# just had to try it



## blueshooter (Oct 10, 2009)

before i could say it taste bad thought i'd try it for myself Hot and spicy BBQ Muskrat (still marinating)


----------



## pkred (Jul 9, 2009)

I'm interested to hear wyogoobs critique of you recipe and methods, on a side note that looks like smoker material to me. 8)


----------



## blueshooter (Oct 10, 2009)

hope it'll fit into my George Foreman Grill


----------



## pkred (Jul 9, 2009)

blueshooter said:


> hope it'll fit into my George Foreman Grill


 :shock: :lol:


----------



## wyogoob (Sep 7, 2007)

You da man! Good on ya!

Muskrat was ok back home. They ate alot of grain. As a-matter-of-fact we baited them with ears of field corn or even store-bought sweet corn during the 70s when a good rat would bring $9-$10. Early season rats were better. Muskrats living in cattails taste the best IMHO. 

I would recommend that you take the front legs off and remove the glands from the "armpits".

Rats are good braised or cooked slowly in a crock pot. BBQ sauce is a fine flavoring and many times we would throw a bunch of them in a large pot with lightly salted water, a little baking soda and some carrots (carrots take gamey flavor away better than anything) and cook them until the meat fell off the bones. Then we would make BBQ out of the meat, serve it on buns,very easy. There was, and still is, BBQ'd muskrat, beaver, and **** at the all wild-game feeds where I come from.

It would be difficult to BBQ on a grill or smoke a muskrat, although I have tried neither. Never ate one from this country. Keep us posted.

Please put a recipe in the Recipes section later.


----------



## yfzduner450 (Dec 28, 2009)

Can't wait to here how it tastes, your a better man then i am. I'd never eat them critters,


----------



## hoghunter011583 (Jul 21, 2008)

One of these days I'm going to post all of my Louisiana recipes!!
I'm thinking you might be cooking it wrong though if you are going to foreman it.

### The task
Please answer from the muskrat thread: which vegetable does wyogoob say takes gamey flavor away better than anything? The rows after this point have nothing to do with the muskrat thread.

### Dataset rows
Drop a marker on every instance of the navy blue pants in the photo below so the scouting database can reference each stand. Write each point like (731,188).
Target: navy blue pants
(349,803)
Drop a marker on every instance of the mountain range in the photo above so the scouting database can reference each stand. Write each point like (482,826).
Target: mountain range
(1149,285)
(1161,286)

--

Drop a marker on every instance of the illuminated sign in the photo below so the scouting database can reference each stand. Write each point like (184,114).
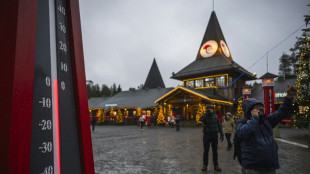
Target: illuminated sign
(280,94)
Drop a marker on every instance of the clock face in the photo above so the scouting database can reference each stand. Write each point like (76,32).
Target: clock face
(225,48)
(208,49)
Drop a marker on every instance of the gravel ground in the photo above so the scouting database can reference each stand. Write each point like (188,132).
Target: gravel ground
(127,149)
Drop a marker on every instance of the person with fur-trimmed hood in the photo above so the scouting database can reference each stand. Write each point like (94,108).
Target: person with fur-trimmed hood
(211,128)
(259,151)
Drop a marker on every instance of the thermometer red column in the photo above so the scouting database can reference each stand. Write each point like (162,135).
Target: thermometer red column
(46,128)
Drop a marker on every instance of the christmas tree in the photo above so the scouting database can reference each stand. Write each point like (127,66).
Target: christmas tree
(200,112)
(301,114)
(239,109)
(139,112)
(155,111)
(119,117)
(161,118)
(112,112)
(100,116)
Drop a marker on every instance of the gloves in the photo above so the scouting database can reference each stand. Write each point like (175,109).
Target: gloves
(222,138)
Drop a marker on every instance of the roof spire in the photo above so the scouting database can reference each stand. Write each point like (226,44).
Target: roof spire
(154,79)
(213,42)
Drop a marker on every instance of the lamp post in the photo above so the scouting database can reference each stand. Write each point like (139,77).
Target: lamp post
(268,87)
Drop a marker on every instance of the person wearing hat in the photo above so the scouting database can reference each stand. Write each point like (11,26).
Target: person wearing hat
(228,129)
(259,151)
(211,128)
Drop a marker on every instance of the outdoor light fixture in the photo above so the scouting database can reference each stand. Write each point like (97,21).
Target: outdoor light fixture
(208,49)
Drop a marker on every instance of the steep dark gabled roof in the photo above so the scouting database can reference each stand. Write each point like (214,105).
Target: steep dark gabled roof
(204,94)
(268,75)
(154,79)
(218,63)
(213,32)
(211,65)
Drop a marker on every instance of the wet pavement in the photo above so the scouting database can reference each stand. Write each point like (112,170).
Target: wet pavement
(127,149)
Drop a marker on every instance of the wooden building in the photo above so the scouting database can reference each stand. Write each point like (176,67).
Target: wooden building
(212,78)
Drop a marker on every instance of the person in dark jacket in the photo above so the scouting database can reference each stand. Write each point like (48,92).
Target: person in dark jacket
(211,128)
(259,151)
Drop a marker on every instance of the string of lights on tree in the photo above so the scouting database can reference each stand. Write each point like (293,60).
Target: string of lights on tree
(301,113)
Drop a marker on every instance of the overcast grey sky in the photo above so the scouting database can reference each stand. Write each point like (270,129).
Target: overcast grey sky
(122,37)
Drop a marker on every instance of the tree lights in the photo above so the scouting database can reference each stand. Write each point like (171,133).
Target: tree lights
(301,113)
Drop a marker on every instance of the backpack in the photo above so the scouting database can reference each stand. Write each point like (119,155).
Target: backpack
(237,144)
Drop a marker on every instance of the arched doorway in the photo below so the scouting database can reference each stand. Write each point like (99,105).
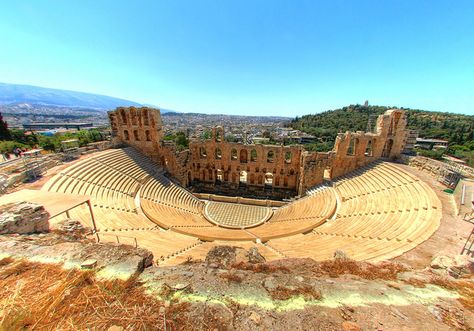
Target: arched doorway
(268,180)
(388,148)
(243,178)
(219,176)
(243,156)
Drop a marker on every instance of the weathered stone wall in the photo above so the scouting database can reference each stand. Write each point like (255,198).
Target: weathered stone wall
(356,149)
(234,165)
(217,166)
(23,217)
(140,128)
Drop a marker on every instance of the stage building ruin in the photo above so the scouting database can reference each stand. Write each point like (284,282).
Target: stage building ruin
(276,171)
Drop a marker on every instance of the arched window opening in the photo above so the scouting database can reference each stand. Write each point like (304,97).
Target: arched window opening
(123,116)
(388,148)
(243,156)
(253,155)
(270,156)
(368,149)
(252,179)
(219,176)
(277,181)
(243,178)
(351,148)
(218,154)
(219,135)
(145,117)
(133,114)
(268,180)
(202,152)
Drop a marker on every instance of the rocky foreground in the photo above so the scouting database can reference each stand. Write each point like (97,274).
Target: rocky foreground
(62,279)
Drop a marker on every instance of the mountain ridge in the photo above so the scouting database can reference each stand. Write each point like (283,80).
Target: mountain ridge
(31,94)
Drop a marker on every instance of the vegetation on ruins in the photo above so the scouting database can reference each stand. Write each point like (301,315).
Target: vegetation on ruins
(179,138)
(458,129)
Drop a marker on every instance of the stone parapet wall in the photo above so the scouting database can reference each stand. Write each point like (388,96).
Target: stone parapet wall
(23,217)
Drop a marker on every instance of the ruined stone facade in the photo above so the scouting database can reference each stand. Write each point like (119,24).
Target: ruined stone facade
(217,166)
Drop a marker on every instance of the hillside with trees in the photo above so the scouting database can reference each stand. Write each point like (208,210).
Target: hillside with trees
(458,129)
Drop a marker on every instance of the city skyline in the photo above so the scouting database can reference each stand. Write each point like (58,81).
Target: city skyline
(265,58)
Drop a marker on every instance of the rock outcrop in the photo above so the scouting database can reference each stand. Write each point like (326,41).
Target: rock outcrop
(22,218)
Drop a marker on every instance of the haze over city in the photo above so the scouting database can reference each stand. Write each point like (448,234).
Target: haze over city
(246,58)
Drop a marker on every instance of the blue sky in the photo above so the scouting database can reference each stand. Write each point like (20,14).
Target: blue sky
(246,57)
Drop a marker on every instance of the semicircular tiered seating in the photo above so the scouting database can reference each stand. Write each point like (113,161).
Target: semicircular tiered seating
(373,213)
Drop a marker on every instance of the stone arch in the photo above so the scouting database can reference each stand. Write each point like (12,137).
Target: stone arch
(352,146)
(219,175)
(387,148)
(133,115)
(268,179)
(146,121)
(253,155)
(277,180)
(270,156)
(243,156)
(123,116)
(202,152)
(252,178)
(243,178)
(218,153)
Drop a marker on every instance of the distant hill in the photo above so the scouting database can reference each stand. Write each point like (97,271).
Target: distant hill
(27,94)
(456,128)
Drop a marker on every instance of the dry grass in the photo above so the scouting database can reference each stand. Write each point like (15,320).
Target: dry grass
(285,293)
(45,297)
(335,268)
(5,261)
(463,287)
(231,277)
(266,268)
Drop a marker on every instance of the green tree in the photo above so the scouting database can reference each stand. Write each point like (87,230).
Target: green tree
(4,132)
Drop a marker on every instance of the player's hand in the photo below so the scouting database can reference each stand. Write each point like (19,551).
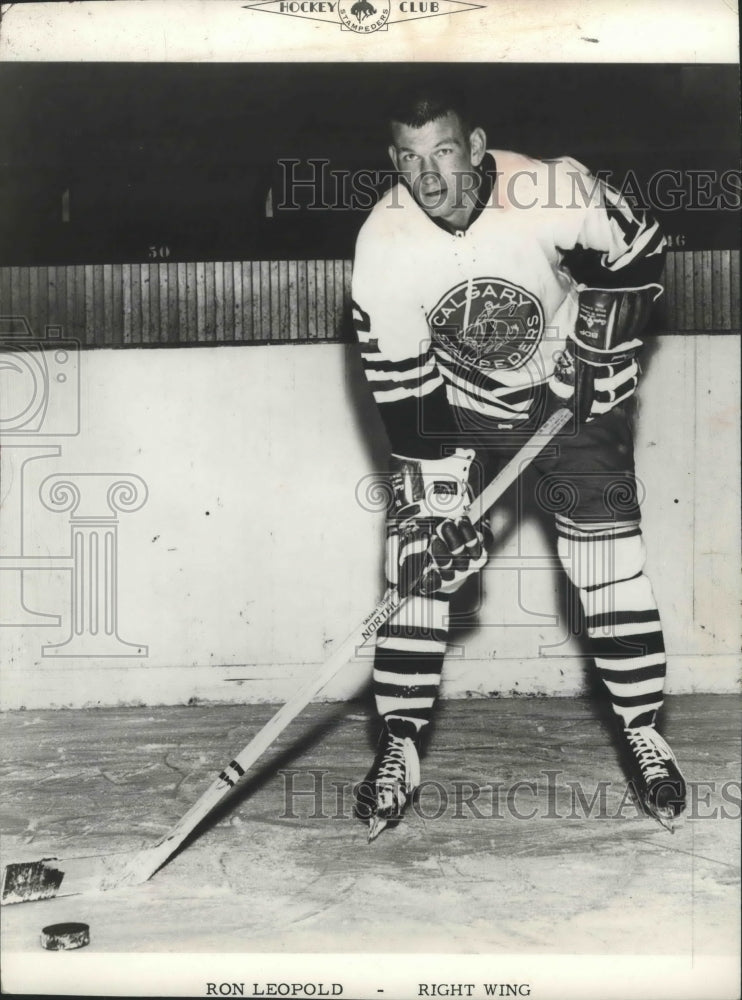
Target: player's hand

### Complete response
Carrots.